*Extract provided:*
Trust is also broken. Only 32% of Canadians trust their insurer, according to Statistica Canada. Complex product language and jargon-heavy communication aren't just off-putting — they're actively suppressing adoption.
Five Levers the Industry Must Pull
The authors lay out a five-part framework for closing the gap, each representing a different node of the value chain.
Education first. Simplifying insurance language, correcting cost misperceptions, and emphasizing concrete benefits — income replacement, debt protection, legacy planning — must be the starting point. Awareness is the precondition for everything else.
Digital engagement, done right. In LIMRA's Insurance Barometer Study, 46% of respondents indicated they would research life insurance online, but ultimately buy in person. This is the hybrid model: digital discovery, human close. Companies embedding immediate contact support within online tools are already seeing results.
Targeted product innovation. The mass market won't be served by products designed for high-net-worth clients. The authors call for "bite-sized" entry-level products for underserved markets, such as new Canadians and gig economy workers — design-for-accessibility, not design-for-premium.
Advisor pipeline. Recruitment from underserved communities, career promotion through job fairs and community events, and targeted training programs are essential to replenishing an aging advisor base.
Industry-wide collaboration. The authors argue for partnerships with financial planners, engagement with "finfluencers" in the investment and banking sectors, and coordinated efforts to rebuild trust across the ecosystem.
The Burning Platform
The urgency is not hypothetical. More than 1.2 million mortgages renewed in 2025 — a natural trigger event for term insurance conversations that the industry has a narrow window to capitalize on.

*Requests:*
1 - Name the five levers that the life insurance extract says the industry must pull.
2 - According to the life insurance extract, how many mortgages renewed in 2025?

*Provided data:*
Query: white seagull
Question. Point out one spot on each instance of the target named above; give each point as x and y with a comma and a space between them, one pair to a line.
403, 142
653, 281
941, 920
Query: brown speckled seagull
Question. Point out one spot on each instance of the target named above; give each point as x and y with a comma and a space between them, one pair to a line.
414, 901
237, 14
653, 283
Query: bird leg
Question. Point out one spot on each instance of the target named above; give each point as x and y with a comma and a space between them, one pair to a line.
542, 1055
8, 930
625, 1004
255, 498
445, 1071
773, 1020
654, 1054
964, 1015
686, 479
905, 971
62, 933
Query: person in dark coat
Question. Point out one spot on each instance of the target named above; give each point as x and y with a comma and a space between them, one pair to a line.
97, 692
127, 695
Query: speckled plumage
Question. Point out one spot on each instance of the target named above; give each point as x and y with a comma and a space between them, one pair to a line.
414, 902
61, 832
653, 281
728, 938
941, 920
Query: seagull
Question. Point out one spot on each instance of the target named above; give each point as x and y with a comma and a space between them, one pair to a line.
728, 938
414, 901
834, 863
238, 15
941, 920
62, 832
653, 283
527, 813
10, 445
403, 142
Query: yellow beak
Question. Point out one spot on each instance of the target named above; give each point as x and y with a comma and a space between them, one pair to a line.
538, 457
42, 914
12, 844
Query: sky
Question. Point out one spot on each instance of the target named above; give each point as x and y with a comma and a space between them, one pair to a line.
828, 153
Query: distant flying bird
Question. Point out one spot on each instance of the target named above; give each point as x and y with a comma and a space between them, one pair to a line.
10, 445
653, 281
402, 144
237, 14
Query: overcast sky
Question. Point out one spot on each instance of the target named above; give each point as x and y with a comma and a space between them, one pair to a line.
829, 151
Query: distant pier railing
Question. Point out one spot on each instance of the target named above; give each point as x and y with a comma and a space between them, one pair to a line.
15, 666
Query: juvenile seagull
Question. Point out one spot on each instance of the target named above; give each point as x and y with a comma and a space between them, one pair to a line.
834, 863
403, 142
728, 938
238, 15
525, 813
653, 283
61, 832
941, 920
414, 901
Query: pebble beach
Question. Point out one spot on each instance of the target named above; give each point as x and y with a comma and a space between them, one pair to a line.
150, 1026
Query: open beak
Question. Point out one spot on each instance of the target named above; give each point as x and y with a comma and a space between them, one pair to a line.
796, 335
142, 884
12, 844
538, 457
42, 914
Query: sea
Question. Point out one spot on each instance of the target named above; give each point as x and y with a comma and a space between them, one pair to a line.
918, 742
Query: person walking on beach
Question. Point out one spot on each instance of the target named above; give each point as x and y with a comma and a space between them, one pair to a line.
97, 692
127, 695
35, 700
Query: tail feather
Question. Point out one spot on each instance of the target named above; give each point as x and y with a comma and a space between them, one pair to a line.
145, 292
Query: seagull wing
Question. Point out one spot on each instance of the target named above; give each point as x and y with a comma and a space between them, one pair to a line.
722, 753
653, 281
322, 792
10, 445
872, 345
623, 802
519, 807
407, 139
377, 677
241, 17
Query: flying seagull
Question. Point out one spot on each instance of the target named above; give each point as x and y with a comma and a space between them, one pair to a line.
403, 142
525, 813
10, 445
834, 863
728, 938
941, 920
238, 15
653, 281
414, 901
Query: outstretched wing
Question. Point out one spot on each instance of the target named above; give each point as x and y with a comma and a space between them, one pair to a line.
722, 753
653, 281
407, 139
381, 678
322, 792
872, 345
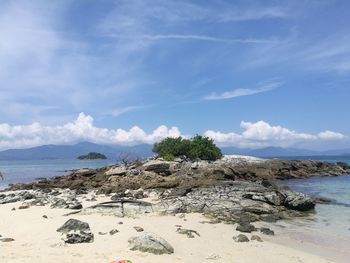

*The solutions:*
1 - Education, digital engagement, targeted product innovation, advisor pipeline, and industry-wide collaboration.

2 - More than 1.2 million mortgages renewed in 2025.